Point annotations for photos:
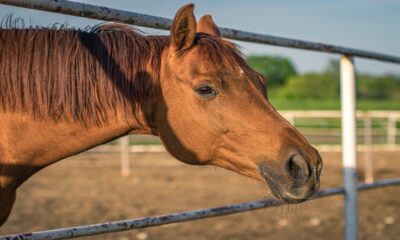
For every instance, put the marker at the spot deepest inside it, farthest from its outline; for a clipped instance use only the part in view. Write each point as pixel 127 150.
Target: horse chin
pixel 289 193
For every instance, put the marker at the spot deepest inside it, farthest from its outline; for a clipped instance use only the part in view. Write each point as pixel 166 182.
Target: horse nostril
pixel 298 168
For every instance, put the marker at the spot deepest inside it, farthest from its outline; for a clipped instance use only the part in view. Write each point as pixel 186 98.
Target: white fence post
pixel 368 154
pixel 125 162
pixel 349 143
pixel 391 131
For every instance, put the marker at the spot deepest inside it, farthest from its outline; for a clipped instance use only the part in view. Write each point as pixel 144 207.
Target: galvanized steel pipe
pixel 123 225
pixel 111 14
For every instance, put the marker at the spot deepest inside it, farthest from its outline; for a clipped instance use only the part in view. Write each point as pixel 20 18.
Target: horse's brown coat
pixel 64 91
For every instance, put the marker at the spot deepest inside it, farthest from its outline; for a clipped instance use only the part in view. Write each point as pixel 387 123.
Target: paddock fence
pixel 348 119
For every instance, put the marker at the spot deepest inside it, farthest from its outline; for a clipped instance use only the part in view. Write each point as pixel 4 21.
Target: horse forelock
pixel 216 52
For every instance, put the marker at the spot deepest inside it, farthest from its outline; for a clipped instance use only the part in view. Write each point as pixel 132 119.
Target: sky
pixel 372 25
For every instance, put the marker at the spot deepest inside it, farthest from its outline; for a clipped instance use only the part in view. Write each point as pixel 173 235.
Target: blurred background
pixel 135 177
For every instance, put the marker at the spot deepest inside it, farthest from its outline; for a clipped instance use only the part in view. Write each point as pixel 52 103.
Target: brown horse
pixel 63 91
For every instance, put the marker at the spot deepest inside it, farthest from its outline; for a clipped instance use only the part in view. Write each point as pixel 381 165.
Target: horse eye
pixel 206 92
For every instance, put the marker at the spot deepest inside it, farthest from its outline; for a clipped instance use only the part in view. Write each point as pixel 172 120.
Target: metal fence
pixel 348 116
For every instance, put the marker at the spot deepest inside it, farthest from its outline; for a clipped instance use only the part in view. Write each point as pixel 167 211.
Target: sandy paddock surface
pixel 89 189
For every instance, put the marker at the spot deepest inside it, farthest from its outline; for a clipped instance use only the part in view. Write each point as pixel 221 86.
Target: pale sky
pixel 372 25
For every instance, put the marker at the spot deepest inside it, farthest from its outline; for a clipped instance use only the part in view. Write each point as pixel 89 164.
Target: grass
pixel 333 104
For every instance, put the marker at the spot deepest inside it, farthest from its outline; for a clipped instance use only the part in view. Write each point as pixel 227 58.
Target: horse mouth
pixel 286 190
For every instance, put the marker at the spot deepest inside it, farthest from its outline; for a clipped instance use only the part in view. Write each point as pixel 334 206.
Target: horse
pixel 64 91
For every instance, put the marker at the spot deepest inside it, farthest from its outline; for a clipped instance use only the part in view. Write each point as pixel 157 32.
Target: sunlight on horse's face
pixel 217 113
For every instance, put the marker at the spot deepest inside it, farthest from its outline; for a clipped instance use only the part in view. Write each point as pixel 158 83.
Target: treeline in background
pixel 288 89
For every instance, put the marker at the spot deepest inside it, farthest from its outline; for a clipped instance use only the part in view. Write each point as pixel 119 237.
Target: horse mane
pixel 78 75
pixel 86 75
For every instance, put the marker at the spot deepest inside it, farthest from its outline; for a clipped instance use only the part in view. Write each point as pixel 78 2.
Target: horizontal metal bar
pixel 123 225
pixel 111 14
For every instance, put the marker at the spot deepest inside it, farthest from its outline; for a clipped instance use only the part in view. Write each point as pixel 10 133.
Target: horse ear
pixel 183 29
pixel 207 25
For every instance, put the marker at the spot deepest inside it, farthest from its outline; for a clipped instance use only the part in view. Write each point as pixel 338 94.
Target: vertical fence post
pixel 125 164
pixel 368 154
pixel 349 143
pixel 391 131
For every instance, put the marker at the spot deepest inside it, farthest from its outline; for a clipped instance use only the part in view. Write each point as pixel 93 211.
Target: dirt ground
pixel 89 189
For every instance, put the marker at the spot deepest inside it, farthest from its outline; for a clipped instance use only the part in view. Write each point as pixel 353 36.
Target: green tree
pixel 381 87
pixel 277 70
pixel 311 86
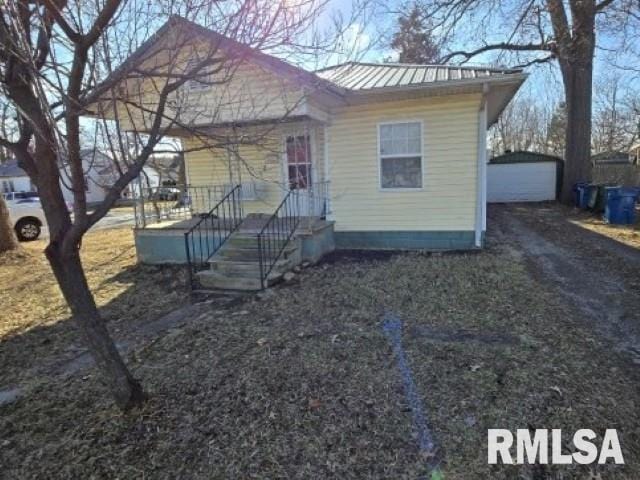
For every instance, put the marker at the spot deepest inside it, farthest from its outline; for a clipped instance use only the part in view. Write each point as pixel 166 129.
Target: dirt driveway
pixel 597 274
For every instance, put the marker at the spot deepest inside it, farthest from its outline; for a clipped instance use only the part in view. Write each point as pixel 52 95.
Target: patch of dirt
pixel 302 383
pixel 599 275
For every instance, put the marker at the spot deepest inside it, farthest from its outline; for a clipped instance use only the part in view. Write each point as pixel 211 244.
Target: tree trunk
pixel 578 90
pixel 8 240
pixel 68 270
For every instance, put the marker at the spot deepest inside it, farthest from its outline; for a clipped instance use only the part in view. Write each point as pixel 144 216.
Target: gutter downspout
pixel 481 175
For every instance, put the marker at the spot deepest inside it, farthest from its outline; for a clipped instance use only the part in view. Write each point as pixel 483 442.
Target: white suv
pixel 26 215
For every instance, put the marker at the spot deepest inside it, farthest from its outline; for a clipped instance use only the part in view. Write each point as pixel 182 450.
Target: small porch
pixel 226 247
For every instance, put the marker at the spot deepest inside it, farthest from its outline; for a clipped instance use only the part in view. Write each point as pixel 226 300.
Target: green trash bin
pixel 601 197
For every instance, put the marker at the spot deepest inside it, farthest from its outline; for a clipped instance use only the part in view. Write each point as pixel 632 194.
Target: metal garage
pixel 523 177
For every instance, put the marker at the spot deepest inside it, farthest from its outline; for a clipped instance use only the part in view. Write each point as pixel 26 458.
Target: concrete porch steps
pixel 236 266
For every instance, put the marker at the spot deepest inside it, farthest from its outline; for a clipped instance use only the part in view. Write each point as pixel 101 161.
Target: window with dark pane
pixel 400 153
pixel 299 162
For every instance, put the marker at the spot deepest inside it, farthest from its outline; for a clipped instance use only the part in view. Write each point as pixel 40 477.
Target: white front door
pixel 298 169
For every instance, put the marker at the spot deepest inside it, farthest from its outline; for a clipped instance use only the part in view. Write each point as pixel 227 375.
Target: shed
pixel 523 177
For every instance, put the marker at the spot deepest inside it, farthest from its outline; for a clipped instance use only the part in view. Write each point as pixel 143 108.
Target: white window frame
pixel 403 155
pixel 312 164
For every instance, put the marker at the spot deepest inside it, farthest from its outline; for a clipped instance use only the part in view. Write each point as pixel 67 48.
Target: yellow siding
pixel 447 200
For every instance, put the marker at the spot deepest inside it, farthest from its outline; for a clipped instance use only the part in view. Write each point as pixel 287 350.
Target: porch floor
pixel 253 223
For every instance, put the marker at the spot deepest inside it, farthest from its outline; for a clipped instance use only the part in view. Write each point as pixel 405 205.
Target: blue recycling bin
pixel 621 206
pixel 582 194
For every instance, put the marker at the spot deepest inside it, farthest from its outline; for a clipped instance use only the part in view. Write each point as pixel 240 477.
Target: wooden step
pixel 217 280
pixel 243 240
pixel 231 252
pixel 246 268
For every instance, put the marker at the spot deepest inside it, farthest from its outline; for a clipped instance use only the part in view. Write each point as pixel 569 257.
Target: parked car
pixel 27 217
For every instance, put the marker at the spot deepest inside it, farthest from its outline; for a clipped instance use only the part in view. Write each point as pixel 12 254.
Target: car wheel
pixel 27 230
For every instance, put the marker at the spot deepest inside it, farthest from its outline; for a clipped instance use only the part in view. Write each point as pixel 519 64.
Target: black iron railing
pixel 276 234
pixel 206 237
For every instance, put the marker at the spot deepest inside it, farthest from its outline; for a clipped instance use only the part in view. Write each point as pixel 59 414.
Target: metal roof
pixel 368 76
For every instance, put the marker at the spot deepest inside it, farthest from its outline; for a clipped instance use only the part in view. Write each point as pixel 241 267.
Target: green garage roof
pixel 524 157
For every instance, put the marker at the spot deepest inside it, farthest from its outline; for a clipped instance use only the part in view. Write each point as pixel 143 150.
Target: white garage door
pixel 521 182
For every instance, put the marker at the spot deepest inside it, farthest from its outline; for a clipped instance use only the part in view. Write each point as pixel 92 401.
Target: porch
pixel 223 246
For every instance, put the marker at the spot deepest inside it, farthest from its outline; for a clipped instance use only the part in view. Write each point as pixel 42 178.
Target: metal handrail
pixel 276 234
pixel 212 230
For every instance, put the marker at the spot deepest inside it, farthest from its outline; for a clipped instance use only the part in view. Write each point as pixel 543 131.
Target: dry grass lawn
pixel 35 323
pixel 627 234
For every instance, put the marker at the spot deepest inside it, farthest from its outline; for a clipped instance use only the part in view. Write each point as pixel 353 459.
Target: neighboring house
pixel 395 153
pixel 634 154
pixel 14 179
pixel 94 164
pixel 161 169
pixel 524 177
pixel 616 157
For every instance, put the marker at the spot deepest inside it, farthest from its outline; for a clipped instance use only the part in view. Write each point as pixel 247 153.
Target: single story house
pixel 392 156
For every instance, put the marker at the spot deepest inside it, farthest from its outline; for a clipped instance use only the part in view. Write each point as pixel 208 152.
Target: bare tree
pixel 522 126
pixel 8 240
pixel 539 31
pixel 59 62
pixel 615 122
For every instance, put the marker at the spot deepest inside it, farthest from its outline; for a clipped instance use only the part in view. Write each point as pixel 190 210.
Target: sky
pixel 544 83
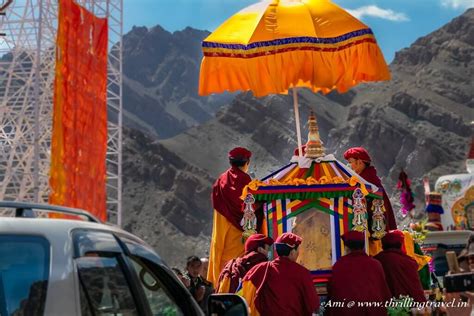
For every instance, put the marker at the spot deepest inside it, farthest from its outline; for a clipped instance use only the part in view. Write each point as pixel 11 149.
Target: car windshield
pixel 24 273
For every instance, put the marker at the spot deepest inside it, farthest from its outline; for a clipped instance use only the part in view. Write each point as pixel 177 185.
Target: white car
pixel 73 267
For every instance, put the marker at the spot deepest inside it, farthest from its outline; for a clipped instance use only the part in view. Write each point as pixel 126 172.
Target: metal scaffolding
pixel 27 63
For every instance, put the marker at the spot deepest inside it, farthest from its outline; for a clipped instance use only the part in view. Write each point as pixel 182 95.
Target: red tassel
pixel 406 196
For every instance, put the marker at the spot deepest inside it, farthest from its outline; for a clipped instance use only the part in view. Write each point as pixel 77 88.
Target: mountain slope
pixel 420 120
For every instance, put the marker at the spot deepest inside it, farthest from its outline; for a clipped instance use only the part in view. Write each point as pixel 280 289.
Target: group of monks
pixel 284 287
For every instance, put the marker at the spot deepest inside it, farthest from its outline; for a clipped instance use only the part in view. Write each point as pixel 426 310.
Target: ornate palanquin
pixel 316 199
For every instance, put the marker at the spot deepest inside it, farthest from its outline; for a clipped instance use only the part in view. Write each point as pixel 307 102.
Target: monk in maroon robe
pixel 257 247
pixel 358 278
pixel 360 160
pixel 226 241
pixel 281 286
pixel 401 271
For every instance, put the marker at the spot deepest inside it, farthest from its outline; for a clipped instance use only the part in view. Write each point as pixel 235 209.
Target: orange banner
pixel 79 140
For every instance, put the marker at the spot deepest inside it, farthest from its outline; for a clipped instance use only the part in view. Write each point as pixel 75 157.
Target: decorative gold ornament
pixel 249 220
pixel 359 210
pixel 378 220
pixel 314 146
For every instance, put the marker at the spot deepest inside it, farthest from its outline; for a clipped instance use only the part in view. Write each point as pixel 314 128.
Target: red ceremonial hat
pixel 357 153
pixel 240 153
pixel 353 235
pixel 393 237
pixel 255 241
pixel 303 150
pixel 289 239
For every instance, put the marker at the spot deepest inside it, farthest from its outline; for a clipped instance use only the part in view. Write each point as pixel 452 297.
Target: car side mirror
pixel 227 305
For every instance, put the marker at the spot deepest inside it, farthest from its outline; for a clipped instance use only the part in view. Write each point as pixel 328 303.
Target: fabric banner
pixel 79 137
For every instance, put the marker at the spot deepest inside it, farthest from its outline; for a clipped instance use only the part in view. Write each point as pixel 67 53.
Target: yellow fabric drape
pixel 270 47
pixel 79 136
pixel 226 244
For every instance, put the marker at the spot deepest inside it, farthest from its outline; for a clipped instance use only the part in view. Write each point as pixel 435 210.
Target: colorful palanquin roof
pixel 311 179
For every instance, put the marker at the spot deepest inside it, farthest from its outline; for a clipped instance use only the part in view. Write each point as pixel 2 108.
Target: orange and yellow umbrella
pixel 272 46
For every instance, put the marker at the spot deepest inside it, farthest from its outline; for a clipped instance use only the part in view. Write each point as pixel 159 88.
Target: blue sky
pixel 396 23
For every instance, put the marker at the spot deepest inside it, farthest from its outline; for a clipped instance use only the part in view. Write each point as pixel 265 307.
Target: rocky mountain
pixel 420 120
pixel 160 79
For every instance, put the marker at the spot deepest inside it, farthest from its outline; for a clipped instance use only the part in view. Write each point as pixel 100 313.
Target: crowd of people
pixel 282 286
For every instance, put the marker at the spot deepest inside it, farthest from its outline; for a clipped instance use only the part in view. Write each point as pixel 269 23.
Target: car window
pixel 105 286
pixel 160 301
pixel 24 274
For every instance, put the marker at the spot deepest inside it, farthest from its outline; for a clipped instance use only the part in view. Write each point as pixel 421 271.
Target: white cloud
pixel 375 11
pixel 456 4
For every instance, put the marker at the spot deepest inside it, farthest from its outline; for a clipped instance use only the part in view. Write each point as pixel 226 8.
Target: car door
pixel 165 294
pixel 106 284
pixel 119 276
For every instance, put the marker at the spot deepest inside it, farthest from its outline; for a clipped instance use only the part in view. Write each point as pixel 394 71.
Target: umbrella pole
pixel 297 120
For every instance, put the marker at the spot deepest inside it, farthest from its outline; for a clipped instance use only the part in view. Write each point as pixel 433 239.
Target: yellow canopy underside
pixel 270 47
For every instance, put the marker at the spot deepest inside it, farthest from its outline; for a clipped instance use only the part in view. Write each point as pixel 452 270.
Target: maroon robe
pixel 226 193
pixel 370 174
pixel 401 273
pixel 236 269
pixel 359 278
pixel 283 287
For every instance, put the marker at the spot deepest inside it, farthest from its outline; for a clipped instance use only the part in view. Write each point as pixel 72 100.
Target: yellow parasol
pixel 272 46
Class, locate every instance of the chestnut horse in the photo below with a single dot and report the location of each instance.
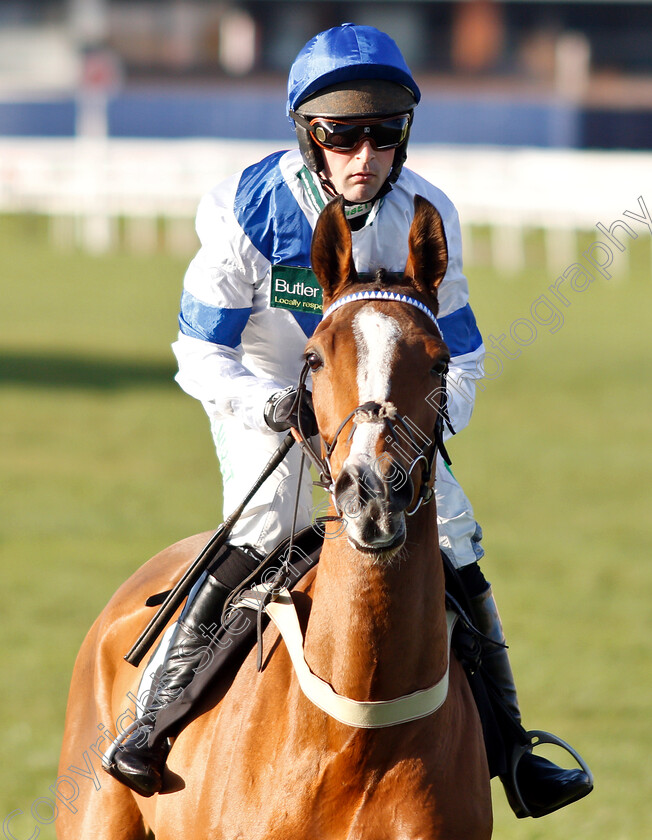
(263, 762)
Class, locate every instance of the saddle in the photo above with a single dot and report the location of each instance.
(286, 565)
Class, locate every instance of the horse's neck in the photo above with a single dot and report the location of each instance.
(378, 630)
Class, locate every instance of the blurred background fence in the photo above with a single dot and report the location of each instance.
(115, 117)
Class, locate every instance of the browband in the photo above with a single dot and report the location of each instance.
(378, 295)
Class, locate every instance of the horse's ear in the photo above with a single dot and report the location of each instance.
(428, 251)
(332, 251)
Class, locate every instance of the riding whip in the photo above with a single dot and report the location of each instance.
(176, 595)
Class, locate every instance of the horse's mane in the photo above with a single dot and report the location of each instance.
(382, 279)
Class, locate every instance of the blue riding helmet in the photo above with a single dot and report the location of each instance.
(350, 71)
(345, 53)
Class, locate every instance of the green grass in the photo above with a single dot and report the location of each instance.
(105, 461)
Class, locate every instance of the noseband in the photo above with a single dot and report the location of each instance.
(383, 413)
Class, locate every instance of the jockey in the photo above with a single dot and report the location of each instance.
(249, 303)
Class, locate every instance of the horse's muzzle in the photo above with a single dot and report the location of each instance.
(371, 498)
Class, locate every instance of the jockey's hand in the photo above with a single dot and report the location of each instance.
(282, 412)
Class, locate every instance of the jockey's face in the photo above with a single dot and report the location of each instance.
(359, 174)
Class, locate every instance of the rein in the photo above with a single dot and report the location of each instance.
(386, 412)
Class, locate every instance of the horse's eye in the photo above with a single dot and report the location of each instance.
(439, 368)
(314, 362)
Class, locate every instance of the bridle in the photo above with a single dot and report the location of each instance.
(385, 413)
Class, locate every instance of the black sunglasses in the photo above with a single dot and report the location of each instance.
(345, 136)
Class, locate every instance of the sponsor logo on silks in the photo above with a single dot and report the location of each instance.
(295, 288)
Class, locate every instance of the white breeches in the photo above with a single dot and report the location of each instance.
(243, 453)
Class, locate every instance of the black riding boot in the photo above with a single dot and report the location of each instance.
(138, 763)
(541, 786)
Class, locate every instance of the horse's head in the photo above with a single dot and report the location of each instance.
(377, 363)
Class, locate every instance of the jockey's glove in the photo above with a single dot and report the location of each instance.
(284, 410)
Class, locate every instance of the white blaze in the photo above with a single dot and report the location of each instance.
(376, 336)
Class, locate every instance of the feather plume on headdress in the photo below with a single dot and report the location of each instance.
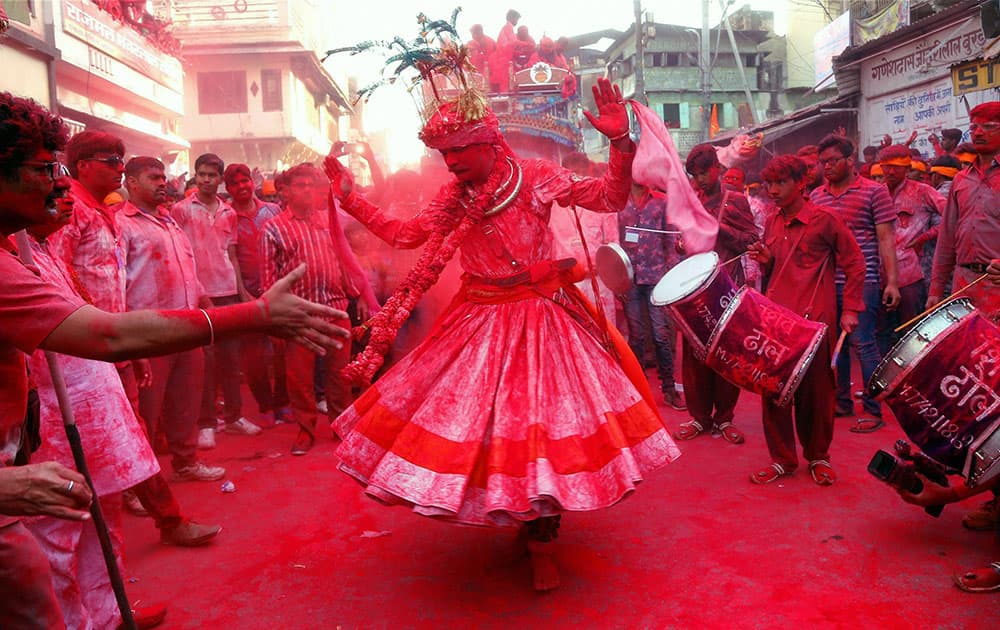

▶ _YOUR INSTRUCTIONS_: Edit the items from the start through the line with "pixel 216 52" so that "marker" becomes "dot" everywhere, with all else kept as it is. Omit the pictures from your answer.

▶ _EXERCISE SOLUTION_:
For every instance, put the dot at the spot deepest inside it, farthest from its outline; for a clipped instance use only the part in view. Write each point as pixel 127 150.
Target: horse chin
pixel 289 193
For every instance, put the dot at the spot deepest inside it, farthest from its outline; for a clipped instance use only the part in view. Write each point as pixel 166 182.
Target: horse nostril
pixel 298 168
For every instance, put the dot at the spot deepest inside it, farthest from its outline; for a clipped instance use only the part in view. Write each point as pixel 186 98.
Target: white fence post
pixel 368 154
pixel 125 162
pixel 349 143
pixel 391 131
For every instance, put the dot at the spot deepest inside it, farthest from its outline; for a clipped instance use only the part in view. Write each point as pixel 144 207.
Target: galvanized steel pipe
pixel 123 225
pixel 111 14
For every instance, put the dot at the spot deepest inside it, farthest from its outline; for a clipped instance use only the part in view. Write each point as pixel 20 18.
Target: horse's brown coat
pixel 64 91
For every instance, put the dot at the spot deepest inside it, farthest from its outline; for a clipped instance use only the part in view. Write each point as pixel 387 123.
Target: paddock fence
pixel 348 119
For every instance, put the dot at the spot deepest inside it, farthest from its outline; for a clipped instance use only the part in view. Write each point as pixel 4 21.
Target: horse forelock
pixel 216 52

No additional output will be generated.